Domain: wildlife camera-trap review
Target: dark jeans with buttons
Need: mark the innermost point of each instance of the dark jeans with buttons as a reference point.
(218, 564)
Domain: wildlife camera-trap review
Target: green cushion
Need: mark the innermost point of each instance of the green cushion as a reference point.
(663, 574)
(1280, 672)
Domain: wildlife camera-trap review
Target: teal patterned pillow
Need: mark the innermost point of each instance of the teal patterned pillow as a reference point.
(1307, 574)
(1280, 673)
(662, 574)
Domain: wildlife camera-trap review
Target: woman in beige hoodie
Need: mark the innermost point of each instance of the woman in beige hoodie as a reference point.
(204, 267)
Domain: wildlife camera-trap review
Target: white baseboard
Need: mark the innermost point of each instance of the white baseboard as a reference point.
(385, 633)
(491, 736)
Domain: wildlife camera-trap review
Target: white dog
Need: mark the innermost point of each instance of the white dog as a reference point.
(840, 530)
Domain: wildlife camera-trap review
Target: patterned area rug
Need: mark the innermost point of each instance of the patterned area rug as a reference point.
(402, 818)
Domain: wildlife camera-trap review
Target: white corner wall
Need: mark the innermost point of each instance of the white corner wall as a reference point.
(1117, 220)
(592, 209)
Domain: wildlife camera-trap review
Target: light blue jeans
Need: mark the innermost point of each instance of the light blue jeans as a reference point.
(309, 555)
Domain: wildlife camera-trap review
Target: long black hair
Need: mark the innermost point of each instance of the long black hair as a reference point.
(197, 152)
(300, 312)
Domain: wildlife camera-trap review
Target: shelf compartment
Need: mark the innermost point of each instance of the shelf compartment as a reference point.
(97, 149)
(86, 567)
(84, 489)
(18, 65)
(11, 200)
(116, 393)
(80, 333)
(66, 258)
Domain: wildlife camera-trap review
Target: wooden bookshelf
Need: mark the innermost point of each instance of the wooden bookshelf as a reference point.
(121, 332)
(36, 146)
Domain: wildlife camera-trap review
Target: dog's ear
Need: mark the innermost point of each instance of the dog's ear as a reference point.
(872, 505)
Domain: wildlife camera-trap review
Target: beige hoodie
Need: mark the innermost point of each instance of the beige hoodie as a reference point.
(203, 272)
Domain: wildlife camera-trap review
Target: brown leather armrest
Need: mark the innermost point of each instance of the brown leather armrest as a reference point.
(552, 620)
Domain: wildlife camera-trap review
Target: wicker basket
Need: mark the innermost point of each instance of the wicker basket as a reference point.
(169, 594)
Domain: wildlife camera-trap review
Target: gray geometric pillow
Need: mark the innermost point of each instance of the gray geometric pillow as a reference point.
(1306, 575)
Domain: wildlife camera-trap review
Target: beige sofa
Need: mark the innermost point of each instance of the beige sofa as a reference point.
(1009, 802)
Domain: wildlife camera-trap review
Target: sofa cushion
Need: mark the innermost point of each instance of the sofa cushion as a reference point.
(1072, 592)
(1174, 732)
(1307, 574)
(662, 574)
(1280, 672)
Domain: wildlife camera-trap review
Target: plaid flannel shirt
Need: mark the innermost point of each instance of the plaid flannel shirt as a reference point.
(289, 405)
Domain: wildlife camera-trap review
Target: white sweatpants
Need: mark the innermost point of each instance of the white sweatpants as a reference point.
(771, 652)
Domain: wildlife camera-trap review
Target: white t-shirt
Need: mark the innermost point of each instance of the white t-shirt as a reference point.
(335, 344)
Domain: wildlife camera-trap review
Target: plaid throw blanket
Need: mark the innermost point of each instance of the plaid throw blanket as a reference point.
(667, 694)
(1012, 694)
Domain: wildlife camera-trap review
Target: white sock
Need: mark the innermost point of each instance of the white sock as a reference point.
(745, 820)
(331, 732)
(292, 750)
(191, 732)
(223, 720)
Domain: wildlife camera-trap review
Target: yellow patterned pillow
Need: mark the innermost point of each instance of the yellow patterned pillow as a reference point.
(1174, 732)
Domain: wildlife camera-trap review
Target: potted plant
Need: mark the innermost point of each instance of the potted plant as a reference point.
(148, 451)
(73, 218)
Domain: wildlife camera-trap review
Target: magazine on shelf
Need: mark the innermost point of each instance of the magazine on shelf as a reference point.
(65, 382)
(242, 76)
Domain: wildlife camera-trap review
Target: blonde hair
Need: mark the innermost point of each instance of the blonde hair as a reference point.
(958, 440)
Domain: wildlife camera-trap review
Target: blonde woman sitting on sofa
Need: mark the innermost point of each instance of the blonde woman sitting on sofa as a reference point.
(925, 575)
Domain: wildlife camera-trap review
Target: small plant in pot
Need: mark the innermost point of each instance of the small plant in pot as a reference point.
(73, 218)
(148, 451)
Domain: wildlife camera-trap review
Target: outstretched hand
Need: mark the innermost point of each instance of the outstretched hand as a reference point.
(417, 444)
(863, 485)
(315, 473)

---+---

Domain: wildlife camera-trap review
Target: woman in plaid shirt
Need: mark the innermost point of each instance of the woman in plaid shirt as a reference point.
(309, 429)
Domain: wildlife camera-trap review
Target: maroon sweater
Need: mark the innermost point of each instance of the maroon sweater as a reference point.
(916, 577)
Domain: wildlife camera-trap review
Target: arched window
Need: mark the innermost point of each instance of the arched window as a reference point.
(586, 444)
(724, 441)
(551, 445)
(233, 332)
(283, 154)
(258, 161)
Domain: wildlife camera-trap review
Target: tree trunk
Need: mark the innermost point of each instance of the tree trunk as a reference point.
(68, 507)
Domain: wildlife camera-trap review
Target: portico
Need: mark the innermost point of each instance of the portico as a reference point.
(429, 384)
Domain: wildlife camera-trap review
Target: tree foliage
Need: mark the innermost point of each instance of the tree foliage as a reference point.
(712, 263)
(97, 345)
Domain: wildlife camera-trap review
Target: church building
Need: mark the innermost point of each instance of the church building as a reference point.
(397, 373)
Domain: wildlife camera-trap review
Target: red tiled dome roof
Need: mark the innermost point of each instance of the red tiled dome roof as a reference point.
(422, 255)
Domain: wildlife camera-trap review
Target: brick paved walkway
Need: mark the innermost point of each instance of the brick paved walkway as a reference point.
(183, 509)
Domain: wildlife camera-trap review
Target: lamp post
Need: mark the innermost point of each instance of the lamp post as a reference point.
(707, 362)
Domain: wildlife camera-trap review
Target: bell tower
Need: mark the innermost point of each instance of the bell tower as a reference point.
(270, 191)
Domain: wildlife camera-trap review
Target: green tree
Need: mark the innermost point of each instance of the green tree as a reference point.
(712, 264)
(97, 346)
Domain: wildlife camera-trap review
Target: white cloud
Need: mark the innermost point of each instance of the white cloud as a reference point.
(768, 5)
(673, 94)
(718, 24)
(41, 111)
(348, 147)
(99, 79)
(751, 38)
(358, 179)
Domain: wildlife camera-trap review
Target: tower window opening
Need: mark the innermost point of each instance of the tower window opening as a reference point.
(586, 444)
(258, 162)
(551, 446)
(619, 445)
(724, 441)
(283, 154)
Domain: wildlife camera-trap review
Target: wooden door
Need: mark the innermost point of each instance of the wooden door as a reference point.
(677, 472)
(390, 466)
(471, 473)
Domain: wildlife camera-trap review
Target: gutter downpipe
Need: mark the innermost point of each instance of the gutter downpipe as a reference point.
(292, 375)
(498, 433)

---+---

#### [Work to be completed]
In the listing above, find the line with "Target: plaid throw blanket" and the line with "Target: outstretched hand", then print exactly those two lines and every line between them, and nothing more.

#### [Response to the task]
Target: plaid throw blanket
Need: mark the innermost point of each instance of the plaid throw blanket as a reference point.
(667, 694)
(1012, 694)
Domain: wildlife camera-trap review
Target: white sock
Need: mark the innermost point of each instance of the white sock as a reference point.
(745, 820)
(331, 732)
(292, 750)
(191, 732)
(223, 720)
Domain: wildlife camera-trap review
Target: yellow patterned pillow
Need: mark the innermost point of each instance of the yellow patterned pillow as a reference point.
(1174, 732)
Domain: wildlife camera-trap review
Target: potted plant
Need: mark the innermost point of each instance of the potted plant as a reference point.
(148, 451)
(73, 218)
Domain: wildlife camera-trap review
Target: magazine on shelf
Need: mark the innermost point of each instance of the magazine on shelf as a reference point.
(65, 382)
(242, 76)
Domain: wildlife camera-trap review
Target: blonde hair
Need: mark the innermost point of each instance of the blonde hair as a reference point.
(958, 440)
Domain: wildlife camera-trap review
Target: blonde woman sitting on sofa
Need: mark the innermost point of each instance of the blonde woman sitting on sofa as a reference point.
(925, 575)
Domain: wildlife camera-trap review
Target: small plant in pot
Need: mark the innermost point of each instance of the small plant in pot as a reference point.
(73, 218)
(148, 451)
Domain: wildlife camera-trap review
Target: outstretched hand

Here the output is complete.